* START Records for this task *
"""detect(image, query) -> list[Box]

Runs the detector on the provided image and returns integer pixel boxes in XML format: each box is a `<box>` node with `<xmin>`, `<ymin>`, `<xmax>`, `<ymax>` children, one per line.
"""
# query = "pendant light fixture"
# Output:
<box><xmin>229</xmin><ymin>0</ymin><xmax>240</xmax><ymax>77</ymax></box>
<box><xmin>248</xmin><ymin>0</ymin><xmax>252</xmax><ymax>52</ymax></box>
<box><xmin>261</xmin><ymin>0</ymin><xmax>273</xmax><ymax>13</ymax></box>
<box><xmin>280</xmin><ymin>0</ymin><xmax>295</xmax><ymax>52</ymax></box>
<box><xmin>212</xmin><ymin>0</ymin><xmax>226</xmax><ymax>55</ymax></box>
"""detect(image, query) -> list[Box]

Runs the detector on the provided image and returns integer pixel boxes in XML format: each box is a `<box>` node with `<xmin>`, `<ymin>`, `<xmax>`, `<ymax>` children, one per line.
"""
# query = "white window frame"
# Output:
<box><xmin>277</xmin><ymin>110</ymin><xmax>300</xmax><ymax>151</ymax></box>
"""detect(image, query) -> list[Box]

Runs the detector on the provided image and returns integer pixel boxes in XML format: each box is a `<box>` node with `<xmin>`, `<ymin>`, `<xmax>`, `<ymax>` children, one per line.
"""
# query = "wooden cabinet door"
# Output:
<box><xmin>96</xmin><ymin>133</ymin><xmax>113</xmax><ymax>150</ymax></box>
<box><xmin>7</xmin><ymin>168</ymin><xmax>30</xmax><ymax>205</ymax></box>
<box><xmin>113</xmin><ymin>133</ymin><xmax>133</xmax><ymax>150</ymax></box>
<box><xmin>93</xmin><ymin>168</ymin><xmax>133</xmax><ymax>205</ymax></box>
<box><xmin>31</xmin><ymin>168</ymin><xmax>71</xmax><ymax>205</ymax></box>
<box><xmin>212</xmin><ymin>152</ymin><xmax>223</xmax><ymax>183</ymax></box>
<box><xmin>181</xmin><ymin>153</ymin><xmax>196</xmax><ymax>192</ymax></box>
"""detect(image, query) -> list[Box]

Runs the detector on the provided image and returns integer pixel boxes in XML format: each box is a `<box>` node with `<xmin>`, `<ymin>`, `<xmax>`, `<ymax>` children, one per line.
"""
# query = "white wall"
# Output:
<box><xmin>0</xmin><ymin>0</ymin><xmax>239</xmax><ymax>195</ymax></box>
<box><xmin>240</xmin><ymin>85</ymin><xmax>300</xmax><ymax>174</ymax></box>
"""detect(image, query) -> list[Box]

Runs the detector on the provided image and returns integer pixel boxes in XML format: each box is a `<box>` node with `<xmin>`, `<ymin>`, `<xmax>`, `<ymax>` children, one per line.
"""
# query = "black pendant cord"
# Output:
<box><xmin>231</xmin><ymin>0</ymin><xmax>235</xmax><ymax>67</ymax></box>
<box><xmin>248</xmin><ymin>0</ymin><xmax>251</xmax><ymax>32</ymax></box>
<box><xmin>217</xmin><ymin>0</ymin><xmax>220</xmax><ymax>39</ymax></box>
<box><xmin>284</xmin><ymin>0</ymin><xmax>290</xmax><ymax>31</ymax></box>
* END Records for this task *
■ Exercise ■
Pull out each line of the rows above that contains the string "pendant". Matching is case-sensitive.

■ Response to this exercise ■
# query = "pendant light fixture"
# query = "black pendant cord"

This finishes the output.